Dataset lines
----

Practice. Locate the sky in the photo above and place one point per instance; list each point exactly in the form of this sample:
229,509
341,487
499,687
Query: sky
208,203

----

TASK TO CARRY OUT
Please render the lines above as a Markdown table with the columns "Row" and "Line", numbering each row and omitting blank lines.

WRITTEN ANSWER
| Row | Line |
|---|---|
| 1 | Practice. Locate the sky in the photo above and place one point per instance; list each point exactly in the form of this sample: |
| 2 | 229,509 |
| 3 | 341,487 |
| 4 | 499,687 |
| 5 | Query: sky |
| 6 | 208,203 |